■ PROBLEM SET
1. According to the dissertation abstract on liberalism, which two thinkers wrote the more recent formulations of liberal theory?
2. Continue the dissertation abstract on liberalism from the point where it ends.

■ PASSAGE PROVIDED
■ ■ ■ ■
Dissertation Abstract
A Critical Study of Liberalism
by
Robert Basil Talisse
Degree: Ph.D.
Year: 2001
Pages: 205
Institution:
Advisor: Peter
Simpson
Source: DAI, 61, no. 12A (2001): p. 4809
Standard
No: ISBN: 0-493-05366-2
There is a fundamental problem confronting
theorists of democracy. Can a democratic society propose a philosophical
account of its practices and Institutions that is at once adequately robust to
answer antidemocrats and sufficiently inclusive to win the assent of citizens
who disagree about philosophical, moral, and religious essentials? A robust
theory will have to draw upon some complex and controversial philosophical
premises, and will thereby fail to be neutral about the content of these
premises. Hence it seems it must fail to respect the deep pluralism
characteristic of a free society. Anything less than a robust philosophical
theory, however, will raise questions of why anyone should prefer democracy to
mild oligarchy or peaceful tyranny. This
is the challenge.
This dissertation critically evaluates
liberalism, the dominant attempt in the tradition of political philosophy to
provide a philosophical foundation for democracy. Arguing that both the
traditional varieties of liberal theory (as found in the works of John Locke,
Immanuel Kant, and J. S. Mill) and also more recent formulations (as found in
the works of John Rawls and Richard Rorty) founder on the challenge presented above,
the author concludes that there is a need for a "post-liberal"
■ ■ ■ ■
■ ENTRIES PROVIDED
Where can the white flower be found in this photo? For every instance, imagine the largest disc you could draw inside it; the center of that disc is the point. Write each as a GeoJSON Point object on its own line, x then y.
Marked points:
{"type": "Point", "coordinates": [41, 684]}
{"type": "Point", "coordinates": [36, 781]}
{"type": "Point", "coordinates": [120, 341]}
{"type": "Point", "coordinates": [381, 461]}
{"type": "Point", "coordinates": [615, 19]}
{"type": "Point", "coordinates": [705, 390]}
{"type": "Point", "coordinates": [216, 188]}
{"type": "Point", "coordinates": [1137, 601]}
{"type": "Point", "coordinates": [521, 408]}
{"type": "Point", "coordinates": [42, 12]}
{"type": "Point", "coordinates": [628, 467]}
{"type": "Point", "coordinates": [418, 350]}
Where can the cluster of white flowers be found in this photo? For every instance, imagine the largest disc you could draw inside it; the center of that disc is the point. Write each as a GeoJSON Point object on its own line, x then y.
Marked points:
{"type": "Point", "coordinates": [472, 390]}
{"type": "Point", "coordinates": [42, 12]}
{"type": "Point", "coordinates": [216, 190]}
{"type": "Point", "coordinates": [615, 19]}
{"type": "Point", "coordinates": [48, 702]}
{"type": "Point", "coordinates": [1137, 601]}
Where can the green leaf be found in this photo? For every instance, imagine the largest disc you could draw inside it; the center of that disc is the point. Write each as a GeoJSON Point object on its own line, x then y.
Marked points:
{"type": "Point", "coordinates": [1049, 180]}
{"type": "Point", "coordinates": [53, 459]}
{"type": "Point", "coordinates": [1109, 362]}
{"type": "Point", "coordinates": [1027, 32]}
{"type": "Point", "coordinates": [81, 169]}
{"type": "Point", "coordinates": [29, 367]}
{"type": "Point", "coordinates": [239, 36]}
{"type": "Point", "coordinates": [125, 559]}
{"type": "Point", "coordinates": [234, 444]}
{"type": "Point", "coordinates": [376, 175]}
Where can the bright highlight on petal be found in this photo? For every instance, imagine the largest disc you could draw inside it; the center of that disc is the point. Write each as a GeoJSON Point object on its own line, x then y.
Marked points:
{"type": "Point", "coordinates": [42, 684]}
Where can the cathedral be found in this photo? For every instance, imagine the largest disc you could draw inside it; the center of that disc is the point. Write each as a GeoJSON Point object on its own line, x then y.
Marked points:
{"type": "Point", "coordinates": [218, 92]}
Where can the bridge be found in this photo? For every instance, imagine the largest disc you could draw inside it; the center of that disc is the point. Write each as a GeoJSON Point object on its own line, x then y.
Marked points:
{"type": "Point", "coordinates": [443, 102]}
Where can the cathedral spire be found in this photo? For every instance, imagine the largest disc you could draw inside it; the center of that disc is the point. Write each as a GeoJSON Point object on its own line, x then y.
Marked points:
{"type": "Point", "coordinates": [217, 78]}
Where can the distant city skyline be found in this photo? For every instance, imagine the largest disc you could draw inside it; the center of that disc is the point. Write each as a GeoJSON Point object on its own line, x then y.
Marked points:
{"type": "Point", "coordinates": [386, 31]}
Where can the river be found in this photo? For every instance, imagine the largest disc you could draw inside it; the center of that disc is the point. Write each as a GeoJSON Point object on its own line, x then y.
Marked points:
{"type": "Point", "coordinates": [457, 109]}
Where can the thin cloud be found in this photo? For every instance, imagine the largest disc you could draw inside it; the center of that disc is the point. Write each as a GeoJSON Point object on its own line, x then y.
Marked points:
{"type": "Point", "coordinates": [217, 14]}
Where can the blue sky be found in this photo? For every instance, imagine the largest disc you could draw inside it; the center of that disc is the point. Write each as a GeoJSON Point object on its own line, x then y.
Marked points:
■ ■ ■ ■
■ TASK-BY-TASK OUTPUTS
1. John Rawls and Richard Rorty.

2.
account of democracy, one which can answer the arguments of opponents of
democracy and respect pluralism at the same time.
Drawing upon the work of C.
S. Peirce and in particular upon the idea of a "community of
inquiry," the author argues for a discursive theory of democracy to meet
this need. The discursive theory proposes an epistemic argument for democracy
against tyranny and other antidemocratic regimes, but at the same time
acknowledges fallibilism and thus can accommodate deep pluralism. Although the
resulting democratic theory is not a liberal one insofar as it rejects the
liberal doctrine of official state neutrality, it eschews the problems
confronting communitarian forms of antiliberalism by insisting that the
formative role of the state is epistemological and not moral.
SUBJECT(S)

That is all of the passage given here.